**Extracted text**
A normed vector space, $X$, is said to be complete (Banach) iff and only if every sequence is convergent in norm (Cauchy).

Definition

Let $a < b$ be real numbers. Let then $C[a,b]$ denote the set of real-valued continuous functions with domain $[a, b]$.

Definition

Let $f$ be any real-valued function on some domain $\mathscr{D}$, with variable $t$. We can then define the norm of $f$ by $$||f||_\infty = \underset{t\in \mathscr{D}}{\text{sup}} |f(t)|$$

Definition

The metric, defining the distance between two elements $f_1,f_2\in X$, where $X$ is a Banach space (see def. 3, 4), is then measured by $$d(f_1,f_2)=\underset{t \in \mathscr{D}}{max}\big|f_1(t)-f_2(t)\big|$$

However, one thing does not add up.

Recorded data:
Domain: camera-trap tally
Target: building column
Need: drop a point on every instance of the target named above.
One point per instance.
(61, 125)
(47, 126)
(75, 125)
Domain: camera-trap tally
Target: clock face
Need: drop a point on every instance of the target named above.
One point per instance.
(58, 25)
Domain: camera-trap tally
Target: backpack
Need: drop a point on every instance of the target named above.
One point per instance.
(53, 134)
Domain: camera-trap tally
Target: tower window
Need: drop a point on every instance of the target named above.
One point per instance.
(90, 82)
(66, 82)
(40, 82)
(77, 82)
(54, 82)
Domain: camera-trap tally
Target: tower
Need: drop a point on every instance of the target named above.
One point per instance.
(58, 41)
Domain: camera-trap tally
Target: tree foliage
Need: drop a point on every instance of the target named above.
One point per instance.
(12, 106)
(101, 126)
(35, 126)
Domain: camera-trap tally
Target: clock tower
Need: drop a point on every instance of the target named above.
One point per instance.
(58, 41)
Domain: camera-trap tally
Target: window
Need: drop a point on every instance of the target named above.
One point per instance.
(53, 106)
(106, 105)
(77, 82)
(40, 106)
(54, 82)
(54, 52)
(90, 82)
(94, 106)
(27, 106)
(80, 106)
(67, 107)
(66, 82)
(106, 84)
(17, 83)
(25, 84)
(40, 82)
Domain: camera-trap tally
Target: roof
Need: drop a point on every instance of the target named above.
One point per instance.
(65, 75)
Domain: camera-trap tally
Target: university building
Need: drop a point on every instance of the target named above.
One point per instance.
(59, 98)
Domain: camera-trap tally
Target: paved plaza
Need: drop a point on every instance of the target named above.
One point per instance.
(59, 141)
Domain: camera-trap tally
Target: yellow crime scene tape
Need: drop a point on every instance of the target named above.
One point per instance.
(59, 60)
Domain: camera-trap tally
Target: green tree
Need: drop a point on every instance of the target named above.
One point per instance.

**The request**
Extract the whole text on Banach spaces and continuous functions above, word for word.

**Answer in full**
A normed vector space, $X$, is said to be complete (Banach) iff and only if every sequence is convergent in norm (Cauchy).

Definition

Let $a < b$ be real numbers. Let then $C[a,b]$ denote the set of real-valued continuous functions with domain $[a, b]$.

Definition

Let $f$ be any real-valued function on some domain $\mathscr{D}$, with variable $t$. We can then define the norm of $f$ by $$||f||_\infty = \underset{t\in \mathscr{D}}{\text{sup}} |f(t)|$$

Definition

The metric, defining the distance between two elements $f_1,f_2\in X$, where $X$ is a Banach space (see def. 3, 4), is then measured by $$d(f_1,f_2)=\underset{t \in \mathscr{D}}{max}\big|f_1(t)-f_2(t)\big|$$

However, one thing does not add up.